What to do: Reproduce every one of the entries below word for word, changing nothing.

Input for this task:
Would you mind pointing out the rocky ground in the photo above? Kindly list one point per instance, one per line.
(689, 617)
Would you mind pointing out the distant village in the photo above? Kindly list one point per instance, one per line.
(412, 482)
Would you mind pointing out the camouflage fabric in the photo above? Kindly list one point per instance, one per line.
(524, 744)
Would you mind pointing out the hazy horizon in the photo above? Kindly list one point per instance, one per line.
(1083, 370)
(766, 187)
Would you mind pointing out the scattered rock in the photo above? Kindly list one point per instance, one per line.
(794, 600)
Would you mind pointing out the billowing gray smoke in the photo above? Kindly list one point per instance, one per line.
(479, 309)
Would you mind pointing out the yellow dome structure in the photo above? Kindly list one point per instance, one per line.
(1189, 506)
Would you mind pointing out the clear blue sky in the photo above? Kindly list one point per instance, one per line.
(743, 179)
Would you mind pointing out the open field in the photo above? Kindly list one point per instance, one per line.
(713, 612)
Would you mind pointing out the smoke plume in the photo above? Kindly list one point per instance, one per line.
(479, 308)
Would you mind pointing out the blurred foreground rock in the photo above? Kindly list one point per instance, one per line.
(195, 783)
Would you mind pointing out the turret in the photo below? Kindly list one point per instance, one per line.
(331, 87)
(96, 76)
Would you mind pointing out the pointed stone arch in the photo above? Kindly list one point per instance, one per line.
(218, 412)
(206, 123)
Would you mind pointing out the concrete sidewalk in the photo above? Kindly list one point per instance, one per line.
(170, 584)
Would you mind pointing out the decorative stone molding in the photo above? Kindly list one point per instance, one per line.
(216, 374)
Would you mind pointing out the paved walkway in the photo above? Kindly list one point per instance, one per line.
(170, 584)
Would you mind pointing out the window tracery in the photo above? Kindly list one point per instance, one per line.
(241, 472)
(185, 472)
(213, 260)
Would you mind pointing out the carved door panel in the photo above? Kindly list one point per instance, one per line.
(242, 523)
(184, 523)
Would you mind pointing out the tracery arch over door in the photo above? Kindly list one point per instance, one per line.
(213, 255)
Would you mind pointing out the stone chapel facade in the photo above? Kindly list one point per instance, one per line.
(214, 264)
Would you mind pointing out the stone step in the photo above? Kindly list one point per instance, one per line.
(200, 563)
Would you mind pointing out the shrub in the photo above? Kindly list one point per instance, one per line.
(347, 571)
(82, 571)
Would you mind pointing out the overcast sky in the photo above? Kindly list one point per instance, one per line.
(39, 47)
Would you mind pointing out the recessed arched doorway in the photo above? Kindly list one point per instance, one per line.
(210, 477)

Correct output:
Would you mind pointing out the rocky ground in the photo above? Kindly list one point per instance, one per line.
(689, 617)
Would you mind pointing out the distant village in the photo above? Kindly list one point per instance, one per line.
(412, 482)
Would you mind pointing out the camouflage fabric in the photo above? Kindly list one point per instance, one per line.
(524, 744)
Would you mind pointing out the hazy horizon in the photo above? Kindly list one point per instance, one per line.
(1083, 370)
(766, 187)
Would you mind pointing out the scattered rock in the photo above? Kindly list one point per instance, one per line.
(794, 600)
Would you mind pointing out the billowing gray smoke in the photo above? Kindly list one point per instance, one per line.
(479, 309)
Would you mind pointing out the yellow dome structure in the photo above? Kindly list one point per instance, one per line.
(1189, 506)
Would you mind pointing out the clear blue sky in the photo above? Kindly list one point per instance, one per line.
(743, 179)
Would you mind pointing out the open field in the photo above? Kindly list one point per instance, one per line.
(713, 612)
Would you mind pointing out the smoke plume in the photo above? Kindly list one point per instance, one per line.
(479, 308)
Would you mind pointing out the blurred foreground rock in the photo above? Kindly list one point per instance, one per line.
(195, 783)
Would you mind pointing out the turret in the photo below? Kindly list one point per instance, one per line.
(331, 87)
(96, 76)
Would you mind pointing out the pointed stone arch in the photo above? Kindly list one point per instance, one per line.
(218, 412)
(206, 123)
Would you mind pointing out the concrete sidewalk in the photo above? Kindly list one point per instance, one per line.
(170, 584)
Would you mind pointing out the decorative stone molding in the photo above? Kindly list one point per instance, one per line.
(216, 374)
Would you mind pointing out the paved walkway in the photo above? Kindly list one point per instance, one per line.
(170, 584)
Would you mind pointing out the window tracery in the photo above? Kindly list one point per instance, one per line.
(241, 472)
(185, 472)
(213, 260)
Would you mind pointing out the carved door panel in the photo above? Kindly list one point per instance, one per line.
(242, 523)
(184, 523)
Would you mind pointing out the tracery arch over door in the photo above? Kindly list one point per instance, one per line.
(213, 255)
Would you mind pointing out the stone chapel facade in the photo above? Kindly list one point per instance, one per line.
(214, 264)
Would you mind pointing out the stone step in the photo above? Kindly list one point per instance, one per line.
(200, 563)
Would you mind pointing out the shrub in the photo above? Kindly list one point per instance, one per line.
(347, 571)
(82, 571)
Would you mind pointing out the overcast sky in the photo above? Kindly list one point per instance, one per line.
(39, 47)
Would you mind pointing out the recessed arched doorway in the photo above? Kindly list one point per instance, one per line.
(210, 477)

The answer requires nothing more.